Records for the exercise:
====================

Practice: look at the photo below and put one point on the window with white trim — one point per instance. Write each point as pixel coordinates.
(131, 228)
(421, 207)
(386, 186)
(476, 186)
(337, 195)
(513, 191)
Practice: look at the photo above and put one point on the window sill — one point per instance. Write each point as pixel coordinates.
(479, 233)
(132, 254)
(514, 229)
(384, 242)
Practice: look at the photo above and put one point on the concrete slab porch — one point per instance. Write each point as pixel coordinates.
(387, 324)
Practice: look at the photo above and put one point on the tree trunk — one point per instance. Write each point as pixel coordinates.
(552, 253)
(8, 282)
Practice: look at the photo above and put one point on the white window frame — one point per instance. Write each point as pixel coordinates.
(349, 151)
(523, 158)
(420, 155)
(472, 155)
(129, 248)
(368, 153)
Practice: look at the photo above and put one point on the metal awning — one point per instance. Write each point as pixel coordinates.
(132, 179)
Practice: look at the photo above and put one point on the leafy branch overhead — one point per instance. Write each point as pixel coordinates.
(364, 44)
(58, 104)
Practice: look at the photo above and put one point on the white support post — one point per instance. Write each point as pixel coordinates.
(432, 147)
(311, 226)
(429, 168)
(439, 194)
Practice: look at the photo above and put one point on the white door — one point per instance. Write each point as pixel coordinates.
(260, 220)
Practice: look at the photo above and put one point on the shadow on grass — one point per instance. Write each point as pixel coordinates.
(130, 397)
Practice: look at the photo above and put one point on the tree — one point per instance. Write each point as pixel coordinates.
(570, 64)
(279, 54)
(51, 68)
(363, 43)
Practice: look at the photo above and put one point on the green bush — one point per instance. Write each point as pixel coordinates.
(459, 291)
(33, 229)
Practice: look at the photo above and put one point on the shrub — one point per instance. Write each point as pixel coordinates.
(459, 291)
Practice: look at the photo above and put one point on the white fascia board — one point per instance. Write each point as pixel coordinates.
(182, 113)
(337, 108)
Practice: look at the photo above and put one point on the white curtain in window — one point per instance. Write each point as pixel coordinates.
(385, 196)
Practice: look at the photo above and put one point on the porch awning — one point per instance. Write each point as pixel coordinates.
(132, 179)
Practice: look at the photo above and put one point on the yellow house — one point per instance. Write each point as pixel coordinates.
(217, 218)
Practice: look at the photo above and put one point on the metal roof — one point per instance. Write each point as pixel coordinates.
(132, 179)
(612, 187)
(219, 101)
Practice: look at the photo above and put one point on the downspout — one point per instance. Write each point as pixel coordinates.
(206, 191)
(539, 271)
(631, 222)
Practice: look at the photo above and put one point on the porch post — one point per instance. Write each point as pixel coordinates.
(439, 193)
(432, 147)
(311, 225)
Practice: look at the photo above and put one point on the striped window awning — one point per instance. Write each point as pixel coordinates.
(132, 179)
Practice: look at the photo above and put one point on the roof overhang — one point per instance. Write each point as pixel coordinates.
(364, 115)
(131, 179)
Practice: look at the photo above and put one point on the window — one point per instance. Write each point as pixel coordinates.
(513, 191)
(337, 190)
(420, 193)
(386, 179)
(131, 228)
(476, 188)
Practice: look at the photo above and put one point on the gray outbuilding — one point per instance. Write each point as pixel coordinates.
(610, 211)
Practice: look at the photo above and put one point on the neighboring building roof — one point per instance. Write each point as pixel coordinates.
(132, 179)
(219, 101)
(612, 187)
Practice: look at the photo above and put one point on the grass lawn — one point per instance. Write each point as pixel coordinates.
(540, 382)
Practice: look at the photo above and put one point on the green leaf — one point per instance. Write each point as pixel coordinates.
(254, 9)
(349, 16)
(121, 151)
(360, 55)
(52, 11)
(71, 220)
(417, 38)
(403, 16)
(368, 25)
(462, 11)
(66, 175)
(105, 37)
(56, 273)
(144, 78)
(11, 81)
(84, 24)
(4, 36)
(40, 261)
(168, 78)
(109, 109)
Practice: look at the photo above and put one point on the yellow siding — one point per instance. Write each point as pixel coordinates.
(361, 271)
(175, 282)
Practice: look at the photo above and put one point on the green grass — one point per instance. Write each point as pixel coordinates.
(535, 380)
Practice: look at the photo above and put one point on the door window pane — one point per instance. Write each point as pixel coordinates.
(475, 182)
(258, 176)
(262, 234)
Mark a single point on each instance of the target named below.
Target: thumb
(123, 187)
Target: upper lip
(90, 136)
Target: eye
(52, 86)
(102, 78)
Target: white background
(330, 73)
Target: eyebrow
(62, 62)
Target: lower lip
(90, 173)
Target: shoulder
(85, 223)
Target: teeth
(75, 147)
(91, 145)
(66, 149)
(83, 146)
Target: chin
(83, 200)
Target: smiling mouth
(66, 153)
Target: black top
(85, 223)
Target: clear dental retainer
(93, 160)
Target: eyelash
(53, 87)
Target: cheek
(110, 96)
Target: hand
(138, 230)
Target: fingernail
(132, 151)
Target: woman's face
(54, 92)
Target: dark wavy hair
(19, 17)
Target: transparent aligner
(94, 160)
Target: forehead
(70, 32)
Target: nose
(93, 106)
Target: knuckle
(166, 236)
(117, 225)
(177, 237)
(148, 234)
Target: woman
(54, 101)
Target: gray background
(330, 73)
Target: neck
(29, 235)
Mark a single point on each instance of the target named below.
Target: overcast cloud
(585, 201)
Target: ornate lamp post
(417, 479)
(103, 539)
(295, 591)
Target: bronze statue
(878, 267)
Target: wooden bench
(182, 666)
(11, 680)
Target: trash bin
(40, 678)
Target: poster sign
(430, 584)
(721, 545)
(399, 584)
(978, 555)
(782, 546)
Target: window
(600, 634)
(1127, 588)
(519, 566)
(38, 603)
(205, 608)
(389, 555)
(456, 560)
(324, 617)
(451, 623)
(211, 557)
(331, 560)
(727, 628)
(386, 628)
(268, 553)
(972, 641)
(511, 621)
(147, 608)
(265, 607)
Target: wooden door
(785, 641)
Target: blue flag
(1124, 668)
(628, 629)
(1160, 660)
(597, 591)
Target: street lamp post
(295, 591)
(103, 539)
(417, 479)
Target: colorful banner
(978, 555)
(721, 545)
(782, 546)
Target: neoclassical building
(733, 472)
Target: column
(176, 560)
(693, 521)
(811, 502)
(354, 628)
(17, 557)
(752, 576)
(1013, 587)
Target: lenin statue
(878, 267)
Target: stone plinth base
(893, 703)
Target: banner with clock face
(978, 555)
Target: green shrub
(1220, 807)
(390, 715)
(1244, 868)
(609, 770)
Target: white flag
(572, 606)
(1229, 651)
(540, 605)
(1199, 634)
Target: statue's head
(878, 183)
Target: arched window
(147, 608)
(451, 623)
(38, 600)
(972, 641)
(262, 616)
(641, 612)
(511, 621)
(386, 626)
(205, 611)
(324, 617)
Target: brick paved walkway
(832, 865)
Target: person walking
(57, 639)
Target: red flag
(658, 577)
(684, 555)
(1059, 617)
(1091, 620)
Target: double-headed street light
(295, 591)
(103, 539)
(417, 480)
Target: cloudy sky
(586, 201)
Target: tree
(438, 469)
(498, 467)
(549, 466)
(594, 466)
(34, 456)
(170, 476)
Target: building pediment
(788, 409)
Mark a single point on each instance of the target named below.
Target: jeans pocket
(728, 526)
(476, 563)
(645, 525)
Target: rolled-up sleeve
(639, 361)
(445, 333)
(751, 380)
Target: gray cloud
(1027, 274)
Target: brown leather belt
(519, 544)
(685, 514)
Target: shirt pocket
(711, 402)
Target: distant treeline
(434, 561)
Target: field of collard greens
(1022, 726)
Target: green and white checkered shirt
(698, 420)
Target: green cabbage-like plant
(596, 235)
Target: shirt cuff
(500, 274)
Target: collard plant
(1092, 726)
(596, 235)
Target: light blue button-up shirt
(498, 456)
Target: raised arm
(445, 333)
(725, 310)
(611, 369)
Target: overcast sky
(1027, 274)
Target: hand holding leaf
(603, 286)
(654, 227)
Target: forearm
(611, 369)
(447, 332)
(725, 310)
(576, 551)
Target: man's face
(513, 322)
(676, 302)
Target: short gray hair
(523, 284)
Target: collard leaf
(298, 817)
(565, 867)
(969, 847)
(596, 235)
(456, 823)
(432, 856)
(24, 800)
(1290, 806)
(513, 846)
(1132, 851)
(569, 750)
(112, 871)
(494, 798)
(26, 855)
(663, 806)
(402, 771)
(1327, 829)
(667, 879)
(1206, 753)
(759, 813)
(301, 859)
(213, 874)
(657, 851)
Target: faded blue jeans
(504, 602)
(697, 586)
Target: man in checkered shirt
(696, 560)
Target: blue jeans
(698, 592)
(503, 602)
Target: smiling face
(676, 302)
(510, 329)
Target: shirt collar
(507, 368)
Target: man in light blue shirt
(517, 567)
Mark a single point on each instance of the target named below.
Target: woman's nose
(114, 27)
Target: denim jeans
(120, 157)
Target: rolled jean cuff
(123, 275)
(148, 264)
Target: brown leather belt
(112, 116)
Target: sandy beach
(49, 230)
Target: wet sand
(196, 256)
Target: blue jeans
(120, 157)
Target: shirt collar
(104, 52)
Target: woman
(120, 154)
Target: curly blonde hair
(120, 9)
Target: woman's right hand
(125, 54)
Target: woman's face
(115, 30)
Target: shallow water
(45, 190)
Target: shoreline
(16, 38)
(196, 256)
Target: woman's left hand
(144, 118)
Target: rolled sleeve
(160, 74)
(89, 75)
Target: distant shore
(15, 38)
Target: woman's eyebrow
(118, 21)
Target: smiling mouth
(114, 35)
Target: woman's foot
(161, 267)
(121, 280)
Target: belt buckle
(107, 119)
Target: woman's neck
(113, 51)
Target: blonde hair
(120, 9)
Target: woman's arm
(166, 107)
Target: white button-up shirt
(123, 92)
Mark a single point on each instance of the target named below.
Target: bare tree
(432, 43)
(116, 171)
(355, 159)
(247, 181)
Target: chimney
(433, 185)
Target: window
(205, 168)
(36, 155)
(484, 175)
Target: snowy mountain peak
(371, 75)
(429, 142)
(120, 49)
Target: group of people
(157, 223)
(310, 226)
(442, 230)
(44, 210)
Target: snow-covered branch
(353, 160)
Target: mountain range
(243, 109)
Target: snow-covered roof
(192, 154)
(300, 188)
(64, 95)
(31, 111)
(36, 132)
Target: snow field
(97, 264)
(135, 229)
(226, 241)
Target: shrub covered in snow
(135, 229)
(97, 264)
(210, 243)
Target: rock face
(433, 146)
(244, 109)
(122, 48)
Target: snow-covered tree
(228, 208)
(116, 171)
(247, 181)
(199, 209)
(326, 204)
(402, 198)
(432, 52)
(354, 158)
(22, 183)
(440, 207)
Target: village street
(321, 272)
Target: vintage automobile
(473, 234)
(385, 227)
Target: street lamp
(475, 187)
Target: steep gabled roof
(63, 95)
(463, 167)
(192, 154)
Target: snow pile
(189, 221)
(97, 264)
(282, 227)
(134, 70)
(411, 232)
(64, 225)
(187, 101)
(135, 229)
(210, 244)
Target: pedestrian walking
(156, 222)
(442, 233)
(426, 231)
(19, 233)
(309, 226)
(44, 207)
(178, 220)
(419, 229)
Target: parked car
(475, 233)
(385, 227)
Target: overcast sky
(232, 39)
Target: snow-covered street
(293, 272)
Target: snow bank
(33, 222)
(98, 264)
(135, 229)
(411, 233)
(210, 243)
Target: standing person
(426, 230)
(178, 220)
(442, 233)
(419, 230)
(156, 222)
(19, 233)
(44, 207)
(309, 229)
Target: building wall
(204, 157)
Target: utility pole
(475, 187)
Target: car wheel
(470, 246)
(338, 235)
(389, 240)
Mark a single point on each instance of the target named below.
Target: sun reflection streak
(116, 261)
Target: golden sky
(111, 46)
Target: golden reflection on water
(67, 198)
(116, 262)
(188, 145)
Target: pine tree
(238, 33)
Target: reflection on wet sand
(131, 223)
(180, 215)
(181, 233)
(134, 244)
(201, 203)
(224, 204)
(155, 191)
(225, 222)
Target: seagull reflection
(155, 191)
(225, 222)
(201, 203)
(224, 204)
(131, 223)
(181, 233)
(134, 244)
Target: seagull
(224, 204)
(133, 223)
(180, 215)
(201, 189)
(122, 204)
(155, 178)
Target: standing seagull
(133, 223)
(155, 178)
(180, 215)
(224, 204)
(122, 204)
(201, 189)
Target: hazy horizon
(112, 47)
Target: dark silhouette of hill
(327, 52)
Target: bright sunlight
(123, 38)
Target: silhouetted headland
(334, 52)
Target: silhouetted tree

====================

Work order:
Exactly the lines between the one containing "Target: snow-covered tree" and the end of the material, both ends included, must be retyped, with nothing added.

Your response:
Target: snow-covered tree
(228, 208)
(116, 171)
(247, 181)
(199, 209)
(326, 204)
(402, 198)
(432, 52)
(354, 158)
(22, 183)
(440, 207)
Target: village street
(321, 272)
Target: vintage automobile
(473, 234)
(385, 227)
Target: street lamp
(475, 187)
Target: steep gabled roof
(63, 95)
(463, 167)
(192, 154)
Target: snow pile
(189, 221)
(97, 264)
(282, 227)
(134, 70)
(411, 232)
(64, 225)
(187, 101)
(135, 229)
(210, 244)
Target: pedestrian walking
(156, 222)
(442, 233)
(426, 231)
(19, 233)
(309, 226)
(44, 207)
(178, 220)
(419, 229)
Target: parked car
(475, 233)
(385, 227)
Target: overcast sky
(232, 39)
Target: snow-covered street
(293, 272)
Target: snow bank
(33, 222)
(98, 264)
(135, 229)
(411, 233)
(210, 243)
Target: standing person
(426, 230)
(178, 220)
(442, 233)
(419, 230)
(156, 222)
(19, 233)
(44, 207)
(309, 229)
Target: building wall
(204, 157)
Target: utility pole
(475, 187)
Target: car wheel
(470, 246)
(338, 235)
(389, 240)
Mark a single point on each instance of the target named below.
Target: sun reflection streak
(116, 261)
Target: golden sky
(111, 46)
Target: golden reflection on water
(67, 198)
(116, 262)
(188, 145)
Target: pine tree
(238, 33)
Target: reflection on wet sand
(131, 223)
(180, 215)
(181, 233)
(134, 244)
(201, 203)
(224, 204)
(155, 191)
(225, 222)
Target: seagull reflection
(155, 191)
(225, 222)
(201, 203)
(224, 204)
(131, 223)
(181, 233)
(134, 244)
Target: seagull
(224, 204)
(133, 223)
(180, 215)
(201, 189)
(122, 204)
(155, 178)
Target: standing seagull
(133, 223)
(155, 178)
(180, 215)
(224, 204)
(122, 204)
(201, 189)
Target: hazy horizon
(112, 47)
Target: dark silhouette of hill
(327, 52)
Target: bright sunlight
(123, 38)
Target: silhouetted headland
(334, 52)
Target: silhouetted tree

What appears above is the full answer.